## [Task requirements]
Copy the records from the line with "From this trail-camera image, detect the bird's claw." to the line with "[369,0,550,307]", offsetting every bounding-box coordinate by 96 and keeping all other lines unchanged.
* begin *
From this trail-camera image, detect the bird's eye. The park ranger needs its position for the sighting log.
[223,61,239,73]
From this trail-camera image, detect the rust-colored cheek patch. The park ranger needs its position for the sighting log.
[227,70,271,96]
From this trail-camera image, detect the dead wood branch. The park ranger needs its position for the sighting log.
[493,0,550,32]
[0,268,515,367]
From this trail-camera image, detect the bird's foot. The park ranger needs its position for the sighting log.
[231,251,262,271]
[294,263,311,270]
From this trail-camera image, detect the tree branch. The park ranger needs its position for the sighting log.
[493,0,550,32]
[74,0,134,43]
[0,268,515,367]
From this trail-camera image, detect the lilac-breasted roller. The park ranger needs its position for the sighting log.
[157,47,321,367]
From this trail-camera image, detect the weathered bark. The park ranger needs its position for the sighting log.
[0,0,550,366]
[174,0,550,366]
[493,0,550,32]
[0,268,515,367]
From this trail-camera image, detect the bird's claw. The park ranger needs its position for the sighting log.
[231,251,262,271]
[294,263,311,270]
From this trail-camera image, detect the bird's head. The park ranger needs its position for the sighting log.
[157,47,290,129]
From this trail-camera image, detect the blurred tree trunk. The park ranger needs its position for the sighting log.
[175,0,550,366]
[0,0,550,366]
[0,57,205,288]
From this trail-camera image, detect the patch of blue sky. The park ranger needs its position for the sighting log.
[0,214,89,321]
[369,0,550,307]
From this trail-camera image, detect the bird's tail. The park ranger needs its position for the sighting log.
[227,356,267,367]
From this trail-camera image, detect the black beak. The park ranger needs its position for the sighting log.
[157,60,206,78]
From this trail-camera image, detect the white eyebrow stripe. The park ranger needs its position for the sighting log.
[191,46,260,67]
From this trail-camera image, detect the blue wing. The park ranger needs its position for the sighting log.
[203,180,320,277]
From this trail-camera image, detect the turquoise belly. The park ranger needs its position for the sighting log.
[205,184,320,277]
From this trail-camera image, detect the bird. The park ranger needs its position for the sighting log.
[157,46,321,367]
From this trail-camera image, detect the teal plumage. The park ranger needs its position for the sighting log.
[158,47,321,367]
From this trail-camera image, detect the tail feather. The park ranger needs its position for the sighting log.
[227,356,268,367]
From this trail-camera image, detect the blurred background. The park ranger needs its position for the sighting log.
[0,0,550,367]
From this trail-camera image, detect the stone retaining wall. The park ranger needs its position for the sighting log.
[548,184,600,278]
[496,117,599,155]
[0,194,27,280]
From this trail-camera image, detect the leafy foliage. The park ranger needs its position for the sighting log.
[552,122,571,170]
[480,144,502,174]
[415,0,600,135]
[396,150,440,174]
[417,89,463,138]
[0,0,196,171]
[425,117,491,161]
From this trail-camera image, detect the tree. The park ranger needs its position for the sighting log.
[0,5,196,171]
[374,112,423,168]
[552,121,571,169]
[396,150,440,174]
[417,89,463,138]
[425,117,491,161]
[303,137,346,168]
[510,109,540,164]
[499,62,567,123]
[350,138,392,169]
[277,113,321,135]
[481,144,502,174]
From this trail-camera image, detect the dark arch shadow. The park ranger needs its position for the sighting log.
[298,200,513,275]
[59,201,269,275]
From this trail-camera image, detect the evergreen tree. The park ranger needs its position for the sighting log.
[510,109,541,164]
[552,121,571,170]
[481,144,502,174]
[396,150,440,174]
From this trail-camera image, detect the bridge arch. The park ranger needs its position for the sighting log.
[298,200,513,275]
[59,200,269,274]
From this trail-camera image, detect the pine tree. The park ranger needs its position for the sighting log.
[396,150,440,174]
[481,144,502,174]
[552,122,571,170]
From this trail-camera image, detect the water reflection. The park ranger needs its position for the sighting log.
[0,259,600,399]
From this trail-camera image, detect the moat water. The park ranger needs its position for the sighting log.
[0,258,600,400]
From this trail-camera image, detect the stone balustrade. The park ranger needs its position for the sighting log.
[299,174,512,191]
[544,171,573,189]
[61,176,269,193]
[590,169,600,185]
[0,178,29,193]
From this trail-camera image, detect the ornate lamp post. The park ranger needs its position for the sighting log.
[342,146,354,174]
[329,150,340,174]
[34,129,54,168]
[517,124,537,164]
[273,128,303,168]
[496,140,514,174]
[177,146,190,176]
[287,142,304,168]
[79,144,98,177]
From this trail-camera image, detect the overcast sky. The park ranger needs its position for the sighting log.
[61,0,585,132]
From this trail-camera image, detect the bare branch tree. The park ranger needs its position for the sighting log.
* end *
## [Output of the task]
From this trail-camera image, detect the bird's claw. The park ranger needs its position for the sighting log.
[327,347,358,367]
[390,359,407,366]
From this trail-camera image, detect the bird's head. The park ranger needs its position for the sighting log.
[253,143,386,225]
From this trail-camera image, detect the blurred tree trunk. The park ranger needs its position for the sighting log.
[271,96,646,462]
[96,96,646,462]
[96,153,301,384]
From this trail-camera image, detect the patch of blue sky. The park ranger needs its position for the sighting log.
[96,310,185,417]
[465,96,646,403]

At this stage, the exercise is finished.